» AIM: Convert every line of the listing below into a JSON list of strings, one string per line, with blank lines skipped. Leave the pictures out.

== == ==

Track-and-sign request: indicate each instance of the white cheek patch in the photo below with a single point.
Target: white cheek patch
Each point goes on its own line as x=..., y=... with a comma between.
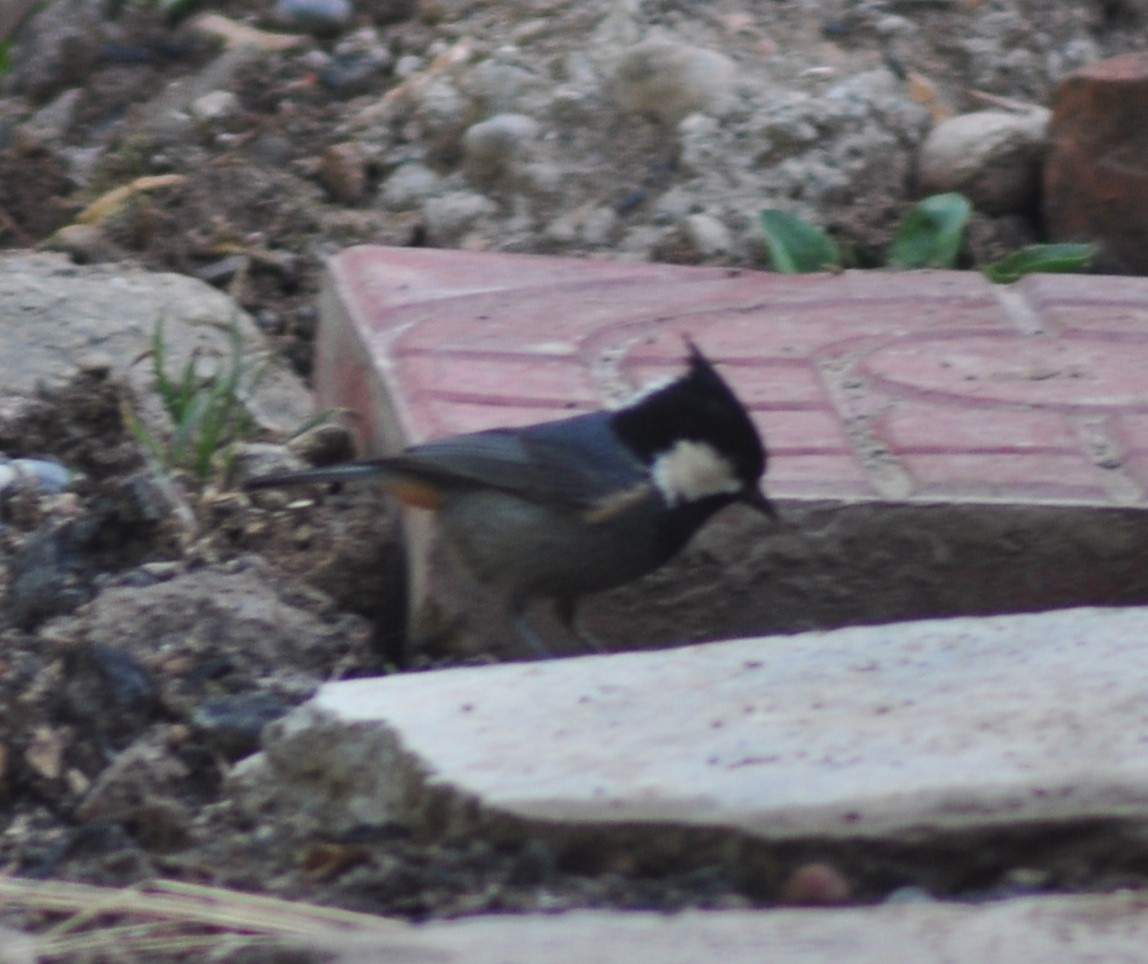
x=693, y=471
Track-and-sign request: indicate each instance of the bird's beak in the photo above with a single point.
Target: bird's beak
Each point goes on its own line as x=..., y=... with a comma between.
x=757, y=499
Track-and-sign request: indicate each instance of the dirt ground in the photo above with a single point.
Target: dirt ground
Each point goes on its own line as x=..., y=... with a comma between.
x=113, y=754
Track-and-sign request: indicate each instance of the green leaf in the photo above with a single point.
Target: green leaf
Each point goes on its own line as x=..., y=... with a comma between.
x=1040, y=257
x=797, y=247
x=931, y=233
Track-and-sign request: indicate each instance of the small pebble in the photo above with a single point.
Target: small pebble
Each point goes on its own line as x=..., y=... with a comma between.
x=315, y=16
x=214, y=106
x=494, y=145
x=342, y=172
x=671, y=80
x=45, y=476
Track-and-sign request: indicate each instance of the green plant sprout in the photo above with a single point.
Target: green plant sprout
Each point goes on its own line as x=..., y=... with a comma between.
x=930, y=235
x=208, y=411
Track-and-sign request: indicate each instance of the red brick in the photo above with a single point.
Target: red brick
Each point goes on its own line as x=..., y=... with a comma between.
x=1096, y=171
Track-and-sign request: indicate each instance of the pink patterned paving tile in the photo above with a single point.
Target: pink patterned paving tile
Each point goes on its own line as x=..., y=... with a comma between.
x=1057, y=373
x=1131, y=430
x=1011, y=477
x=1088, y=304
x=921, y=427
x=766, y=386
x=435, y=342
x=538, y=381
x=792, y=433
x=817, y=475
x=1137, y=467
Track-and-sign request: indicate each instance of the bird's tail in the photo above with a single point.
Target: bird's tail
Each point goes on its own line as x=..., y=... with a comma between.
x=392, y=474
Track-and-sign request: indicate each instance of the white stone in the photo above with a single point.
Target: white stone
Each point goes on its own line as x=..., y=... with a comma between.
x=409, y=186
x=707, y=235
x=669, y=79
x=1068, y=930
x=867, y=732
x=215, y=105
x=992, y=156
x=450, y=216
x=494, y=145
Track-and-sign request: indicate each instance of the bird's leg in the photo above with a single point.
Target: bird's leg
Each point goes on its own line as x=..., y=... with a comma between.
x=527, y=632
x=567, y=613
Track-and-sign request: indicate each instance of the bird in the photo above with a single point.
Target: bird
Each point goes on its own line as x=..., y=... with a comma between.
x=564, y=508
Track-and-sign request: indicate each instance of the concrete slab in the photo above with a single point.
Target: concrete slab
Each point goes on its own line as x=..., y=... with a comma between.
x=940, y=445
x=1065, y=930
x=868, y=733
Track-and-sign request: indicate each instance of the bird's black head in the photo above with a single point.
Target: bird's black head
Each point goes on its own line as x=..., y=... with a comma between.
x=698, y=440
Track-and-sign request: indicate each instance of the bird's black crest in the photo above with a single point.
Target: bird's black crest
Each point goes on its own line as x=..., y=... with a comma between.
x=699, y=406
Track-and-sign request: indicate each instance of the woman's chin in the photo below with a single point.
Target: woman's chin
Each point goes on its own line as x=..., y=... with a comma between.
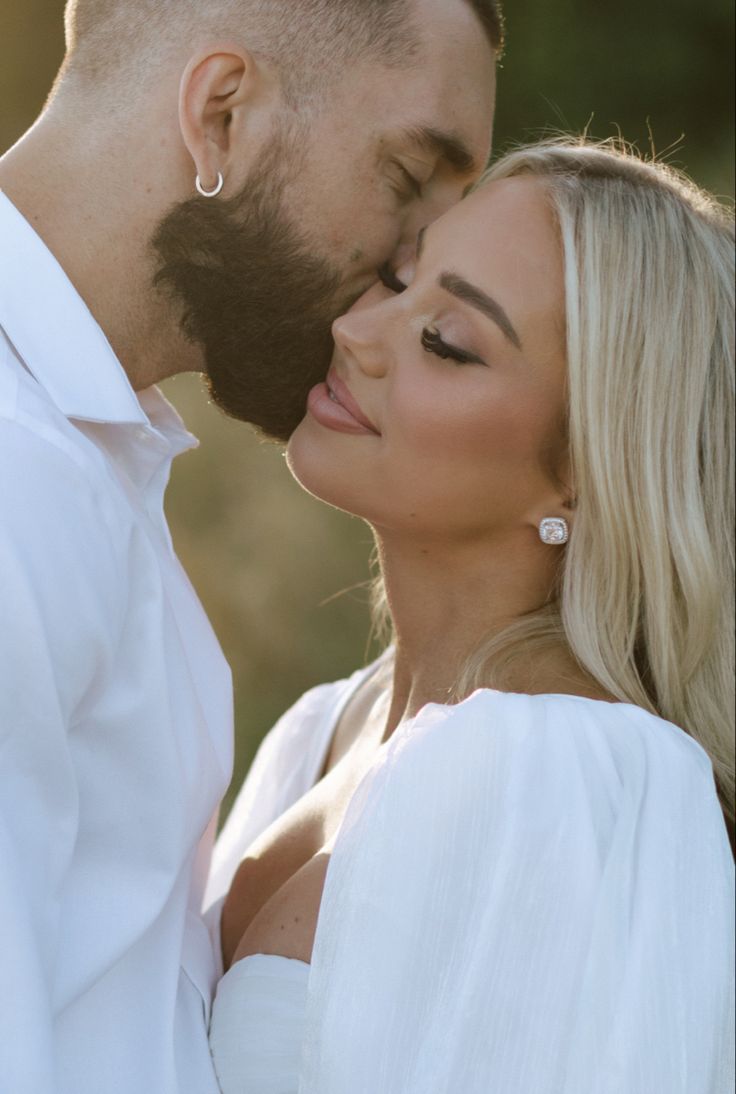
x=318, y=472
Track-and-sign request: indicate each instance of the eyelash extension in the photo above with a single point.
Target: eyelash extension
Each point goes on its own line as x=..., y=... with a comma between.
x=388, y=278
x=433, y=342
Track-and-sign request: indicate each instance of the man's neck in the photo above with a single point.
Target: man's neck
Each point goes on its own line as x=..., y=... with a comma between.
x=96, y=216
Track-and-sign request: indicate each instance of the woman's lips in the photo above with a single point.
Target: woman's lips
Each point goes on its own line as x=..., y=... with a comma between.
x=334, y=407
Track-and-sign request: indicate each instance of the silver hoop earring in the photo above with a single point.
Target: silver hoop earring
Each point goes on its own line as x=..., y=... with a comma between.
x=210, y=194
x=555, y=531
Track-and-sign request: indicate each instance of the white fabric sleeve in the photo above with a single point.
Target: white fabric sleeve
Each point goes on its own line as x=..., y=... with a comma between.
x=56, y=631
x=528, y=894
x=287, y=766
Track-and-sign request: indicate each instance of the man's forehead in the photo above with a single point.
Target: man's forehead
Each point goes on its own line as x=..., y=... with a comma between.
x=465, y=151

== == ==

» ANSWER TO THIS TASK:
[
  "Track-and-sign request: indicate each instance of the white cheek patch in the photo below with a single point.",
  "Target: white cheek patch",
  "Each point goes on its own line as x=..., y=... with a comma between.",
  "x=693, y=471",
  "Track-and-sign request: indicate each instance of the bird's beak in the photo above with a single point.",
  "Target: bird's beak",
  "Each point goes on its own line as x=..., y=... with a comma between.",
  "x=757, y=499",
  "Track-and-sign request: indicate each instance of the dirt ground in the photo above with a single point.",
  "Target: dirt ground",
  "Each point goes on its own line as x=..., y=... with a comma between.",
  "x=113, y=754",
  "Track-and-sign request: indicate each instance of the green leaf in the photo above with a single point.",
  "Target: green leaf",
  "Each point goes on its own line as x=..., y=... with a comma between.",
  "x=1040, y=257",
  "x=797, y=247",
  "x=931, y=233",
  "Track-and-sign request: indicate each instance of the small pebble in the photo above with a single point.",
  "Target: small pebble",
  "Each point goes on its own line as x=..., y=... with a comma between.",
  "x=315, y=16",
  "x=214, y=106",
  "x=494, y=145",
  "x=342, y=172",
  "x=671, y=80",
  "x=45, y=476",
  "Track-and-sign request: indicate each instance of the green plant sprout in the photo above with a single point.",
  "Target: green plant sprout",
  "Each point goes on its own line as x=..., y=... with a comma between.",
  "x=930, y=235",
  "x=208, y=411",
  "Track-and-sign request: indicate each instance of the red brick in the photo above with a single point.",
  "Target: red brick",
  "Each point goes on its own line as x=..., y=... with a comma between.",
  "x=1096, y=171",
  "Track-and-sign request: indicate each instance of the pink patterned paving tile in the photo above with a single point.",
  "Target: pink patterned paving tile",
  "Each point goes on its own line as x=..., y=... with a comma between.",
  "x=1057, y=373",
  "x=1131, y=430",
  "x=1011, y=477",
  "x=1088, y=304",
  "x=921, y=427",
  "x=766, y=386",
  "x=435, y=342",
  "x=538, y=381",
  "x=792, y=433",
  "x=817, y=475",
  "x=1137, y=467",
  "Track-and-sign request: indicate each instance of the bird's tail in the photo above with a single point.",
  "Target: bird's tail",
  "Each point goes on its own line as x=..., y=... with a comma between.",
  "x=392, y=474",
  "Track-and-sign request: indicate each instance of the white stone in the photo above with a single point.",
  "Target: white stone",
  "Each point goes on its own line as x=..., y=... with a comma between.",
  "x=409, y=186",
  "x=707, y=235",
  "x=669, y=79",
  "x=1068, y=930",
  "x=867, y=732",
  "x=215, y=105",
  "x=992, y=156",
  "x=450, y=216",
  "x=494, y=145",
  "Track-and-sign request: indicate each instance of the bird's leg in the photo above with a single point.",
  "Target: bird's leg",
  "Each point goes on its own line as x=..., y=... with a comma between.",
  "x=527, y=632",
  "x=567, y=613",
  "Track-and-sign request: indicate each instance of the bird in the photo above with a single point.",
  "Target: bird",
  "Each point goes on its own line as x=..., y=... with a comma between.",
  "x=564, y=508",
  "Track-and-sign request: indicate each instance of the concrete slab in the photo above with a single point.",
  "Target: concrete slab",
  "Each point goes on its own line as x=..., y=... with a comma between.",
  "x=940, y=445",
  "x=1065, y=930",
  "x=868, y=733",
  "Track-and-sign request: indicate each instance of the bird's black head in the photo above with a single point.",
  "Target: bird's black head",
  "Each point goes on its own line as x=..., y=... with a comma between.",
  "x=698, y=440",
  "Track-and-sign request: indicate each instance of the bird's black crest in the photo above with a single point.",
  "Target: bird's black crest",
  "Each point goes on its own line as x=..., y=... with a comma between.",
  "x=699, y=406",
  "Track-and-sign request: indicate each instance of the woman's chin in the photo below with a single point.",
  "Target: woman's chin",
  "Each point goes on its own line as x=..., y=... with a comma between.",
  "x=318, y=472",
  "Track-and-sign request: indicate each instance of the eyelash extension in the photo above with a single point.",
  "Target: eyelash extension",
  "Each point goes on its own line as x=..., y=... with a comma between.",
  "x=388, y=278",
  "x=433, y=342",
  "Track-and-sign request: indicate each instance of the man's neck in the photo above with a single point.",
  "Target: man's neck",
  "Each point goes on its own line as x=..., y=... with a comma between.",
  "x=96, y=216",
  "Track-and-sign request: indicate each instance of the woman's lips in the photo above with a single point.",
  "Target: woman's lips",
  "Each point goes on its own line as x=..., y=... with a comma between.",
  "x=334, y=407",
  "Track-and-sign request: indicate each instance of the silver hoop earring in the photo above with a single point.",
  "Target: silver hoop earring",
  "Each point goes on its own line as x=..., y=... with a comma between.",
  "x=210, y=194",
  "x=555, y=531",
  "Track-and-sign request: indicate each instance of the white fabric sleeve in the photo above with a single point.",
  "Target: white fabric sleeve",
  "Each point goes on its own line as x=..., y=... with a comma between.",
  "x=56, y=631",
  "x=528, y=894",
  "x=287, y=766",
  "Track-and-sign request: indicate each instance of the man's forehead in the photo above with a single point.",
  "Target: man's forehead",
  "Each point goes on its own line as x=..., y=... with a comma between.",
  "x=465, y=151"
]